**Work instructions**
Every record below needs to be retyped exactly as it appears.

**Study material**
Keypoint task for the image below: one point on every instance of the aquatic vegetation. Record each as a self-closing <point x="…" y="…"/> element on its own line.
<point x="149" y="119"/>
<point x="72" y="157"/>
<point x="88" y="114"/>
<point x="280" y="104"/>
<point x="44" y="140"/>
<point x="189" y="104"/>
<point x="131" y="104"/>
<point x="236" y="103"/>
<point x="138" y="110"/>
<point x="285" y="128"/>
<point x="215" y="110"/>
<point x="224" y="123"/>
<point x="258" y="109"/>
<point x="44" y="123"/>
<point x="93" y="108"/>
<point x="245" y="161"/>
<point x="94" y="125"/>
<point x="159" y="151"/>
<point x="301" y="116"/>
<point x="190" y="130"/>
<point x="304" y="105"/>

**Result**
Keypoint task for the image below: one point on every instance of the aquatic vegetation. Record each as a self-closing <point x="…" y="…"/> element on its own line.
<point x="149" y="119"/>
<point x="72" y="157"/>
<point x="88" y="114"/>
<point x="280" y="104"/>
<point x="44" y="140"/>
<point x="189" y="104"/>
<point x="131" y="104"/>
<point x="236" y="103"/>
<point x="138" y="110"/>
<point x="285" y="128"/>
<point x="215" y="110"/>
<point x="224" y="123"/>
<point x="258" y="109"/>
<point x="44" y="123"/>
<point x="93" y="108"/>
<point x="245" y="161"/>
<point x="94" y="125"/>
<point x="159" y="151"/>
<point x="301" y="116"/>
<point x="190" y="130"/>
<point x="304" y="105"/>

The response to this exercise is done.